What the task requires:
Would you repeat the listing exactly, without any of its images?

Recorded data:

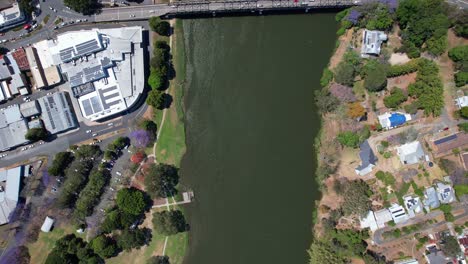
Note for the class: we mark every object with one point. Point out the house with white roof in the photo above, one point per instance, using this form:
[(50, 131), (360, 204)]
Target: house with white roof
[(411, 153), (393, 119)]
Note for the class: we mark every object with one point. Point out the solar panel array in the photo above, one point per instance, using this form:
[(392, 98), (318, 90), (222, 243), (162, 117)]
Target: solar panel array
[(445, 139), (87, 47)]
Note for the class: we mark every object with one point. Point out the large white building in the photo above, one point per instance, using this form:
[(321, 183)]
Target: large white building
[(103, 67)]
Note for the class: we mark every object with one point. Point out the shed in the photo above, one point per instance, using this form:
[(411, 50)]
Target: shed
[(47, 225)]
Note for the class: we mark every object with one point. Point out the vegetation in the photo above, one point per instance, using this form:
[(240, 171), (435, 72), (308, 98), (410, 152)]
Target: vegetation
[(60, 163), (36, 134), (86, 7), (169, 222), (357, 201), (131, 201), (424, 23), (163, 28), (428, 88), (396, 98)]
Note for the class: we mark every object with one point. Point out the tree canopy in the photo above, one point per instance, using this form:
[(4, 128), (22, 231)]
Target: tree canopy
[(161, 180), (131, 200)]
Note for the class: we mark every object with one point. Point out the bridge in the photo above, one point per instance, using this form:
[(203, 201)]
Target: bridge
[(180, 8)]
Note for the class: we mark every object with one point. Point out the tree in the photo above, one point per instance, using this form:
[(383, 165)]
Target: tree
[(60, 163), (161, 180), (104, 246), (349, 139), (158, 260), (396, 97), (169, 222), (464, 112), (451, 248), (35, 134), (135, 238), (357, 195), (356, 110), (155, 99), (85, 7), (131, 200)]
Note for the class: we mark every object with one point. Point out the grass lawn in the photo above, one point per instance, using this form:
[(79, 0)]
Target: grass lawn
[(46, 241), (171, 144)]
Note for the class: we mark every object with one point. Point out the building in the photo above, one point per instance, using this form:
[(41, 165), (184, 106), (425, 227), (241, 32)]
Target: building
[(411, 153), (445, 193), (11, 17), (29, 109), (413, 205), (371, 42), (13, 128), (47, 225), (398, 213), (393, 119), (104, 67), (431, 200), (444, 146), (10, 183), (368, 159), (461, 101), (57, 114), (36, 68)]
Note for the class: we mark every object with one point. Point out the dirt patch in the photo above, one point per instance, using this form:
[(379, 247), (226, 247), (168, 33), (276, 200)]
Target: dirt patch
[(398, 58), (342, 48), (402, 81)]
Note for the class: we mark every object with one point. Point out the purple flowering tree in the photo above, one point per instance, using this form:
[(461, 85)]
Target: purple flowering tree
[(140, 138)]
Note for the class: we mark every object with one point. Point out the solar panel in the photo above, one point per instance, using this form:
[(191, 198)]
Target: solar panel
[(445, 139)]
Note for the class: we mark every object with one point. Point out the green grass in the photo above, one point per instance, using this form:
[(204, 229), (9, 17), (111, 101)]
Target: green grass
[(171, 143), (46, 19)]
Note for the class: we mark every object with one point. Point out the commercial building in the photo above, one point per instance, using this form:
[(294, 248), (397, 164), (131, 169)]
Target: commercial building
[(371, 42), (11, 17), (57, 114), (393, 119), (10, 183), (411, 153), (103, 67), (368, 159), (12, 128)]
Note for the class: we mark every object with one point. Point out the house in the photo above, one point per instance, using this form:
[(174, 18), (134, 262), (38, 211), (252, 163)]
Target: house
[(398, 213), (461, 101), (371, 42), (444, 146), (47, 225), (413, 205), (393, 119), (368, 159), (445, 193), (411, 153), (431, 200)]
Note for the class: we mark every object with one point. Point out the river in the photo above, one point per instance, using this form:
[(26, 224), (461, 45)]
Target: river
[(250, 128)]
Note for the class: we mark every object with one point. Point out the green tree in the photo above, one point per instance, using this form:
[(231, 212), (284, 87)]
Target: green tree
[(158, 260), (131, 200), (35, 134), (130, 239), (161, 180), (60, 163), (104, 246), (85, 7), (169, 222), (396, 97), (357, 201), (349, 139), (451, 248)]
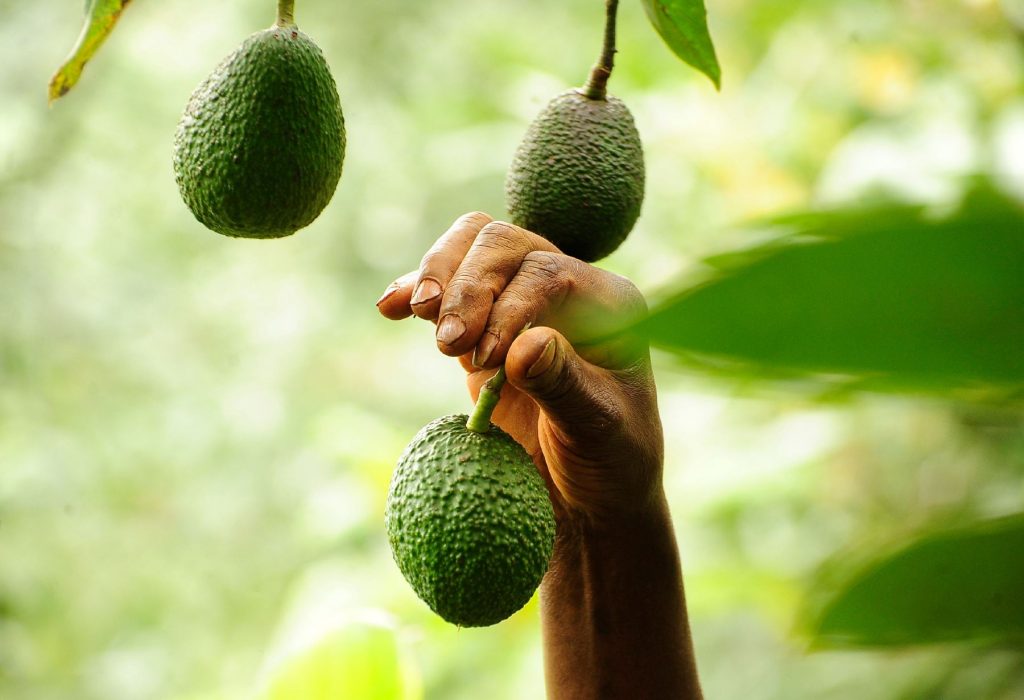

Exercise solution:
Note for the class: we mark every object with one point. Point out the house with white roof in the photo above, one point per instance, using this form:
[(50, 131), (360, 204)]
Target: house with white roof
[(411, 153), (393, 119)]
Note for the class: we mark every object with one point. Point out the solar panel array in the photo above, one point per instance, using this form:
[(392, 98), (318, 90), (222, 243), (162, 117)]
Target: solar panel array
[(445, 139), (87, 47)]
Note for the class: we mark every object with one point. Point out the large white building in the photo above, one point per instance, using this form:
[(321, 183)]
Target: large white building
[(103, 67)]
Note for the class: we mark every object with one point. Point out the shed in the photo above, one point per instance, using this form:
[(411, 50)]
Target: shed
[(47, 225)]
Note for the class: we mark every object with one point. Point out the vegetation in the photo above, one point per instance, using this form:
[(240, 171), (435, 72), (308, 98), (410, 152)]
Target: vegetation
[(60, 163), (36, 134), (86, 7), (169, 222), (357, 201), (131, 201), (424, 23), (163, 28), (428, 88), (396, 98)]
Note for the class: we mark every object with one point. Point out the tree canopy in the photo above, one point per instance, using this form:
[(4, 128), (22, 231)]
Target: tree canopy
[(161, 180), (131, 200)]
Note for the class: we mark every object with one point. Point out the bridge in the photo above, one point per instance, using this form:
[(203, 201)]
Target: bridge
[(180, 8)]
Note for the class: we mark every object with one point. Point out the tree in the photo above, one point per instance, using this form:
[(383, 165)]
Target: tree
[(60, 163), (161, 180), (104, 246), (349, 139), (158, 260), (396, 97), (169, 222), (464, 112), (451, 248), (35, 134), (135, 238), (357, 195), (356, 110), (155, 99), (85, 7), (131, 200)]
Note for the class: we mark every object with one point. Point out the grass lawn in the photo above, one point per instance, using this form:
[(79, 0)]
Target: grass lawn
[(46, 241), (171, 144)]
Note for the class: we mark every object with one point. Point out the building in the photo above, one point per instance, using this form:
[(41, 165), (184, 106), (425, 227), (241, 32)]
Target: building
[(411, 153), (445, 193), (11, 17), (29, 109), (413, 205), (371, 42), (13, 128), (47, 225), (398, 213), (393, 119), (104, 67), (431, 200), (444, 146), (10, 183), (368, 159), (461, 101), (57, 114), (36, 68)]
Note for the class: we mark every object with one point. Point out the dirt patch in the photo above, one point per instance, using this form:
[(379, 247), (226, 247), (168, 33), (276, 200)]
Target: dirt patch
[(398, 58), (342, 48), (402, 81)]
Note for the class: we mark every object with one point. Point out the purple flowering tree in the photo above, one point per instance, using this form:
[(461, 85)]
Target: purple flowering tree
[(140, 138)]
Note for the class: we mark every object with one point. Point out the solar panel in the photo above, one point per instance, using this form:
[(191, 198)]
Target: solar panel
[(445, 139)]
Note for the class: we mark every object with one point. Point out the green grass in the photo above, one point per instance, using this form:
[(204, 229), (9, 17), (111, 101)]
Target: green grass
[(171, 143), (46, 19)]
Note for the class: we mark every object with one point. Point out the commercial building in the photo above, one point per instance, using this form:
[(294, 248), (397, 164), (131, 169)]
Target: commercial building
[(371, 42), (11, 17), (57, 114), (393, 119), (10, 183), (411, 153), (103, 67), (368, 159), (12, 128)]
Note for the class: we mark every object with one point. Point out the house in the photo above, one point per instance, using this form:
[(174, 18), (134, 262), (38, 211), (252, 163)]
Target: house
[(398, 213), (461, 101), (371, 42), (444, 146), (47, 225), (413, 205), (393, 119), (368, 159), (445, 193), (411, 153), (431, 200)]
Note for the class: we mark every object with one point. Point out the river in the photo above, one point per instance, using this form:
[(26, 224), (461, 45)]
Target: river
[(250, 128)]
Note for the class: we mark every object with one point. Point out the green tree in the photo above, one point per instance, using this form:
[(231, 212), (284, 87)]
Target: green tree
[(158, 260), (131, 200), (35, 134), (130, 239), (161, 180), (60, 163), (104, 246), (85, 7), (169, 222), (396, 97), (357, 201), (349, 139), (451, 248)]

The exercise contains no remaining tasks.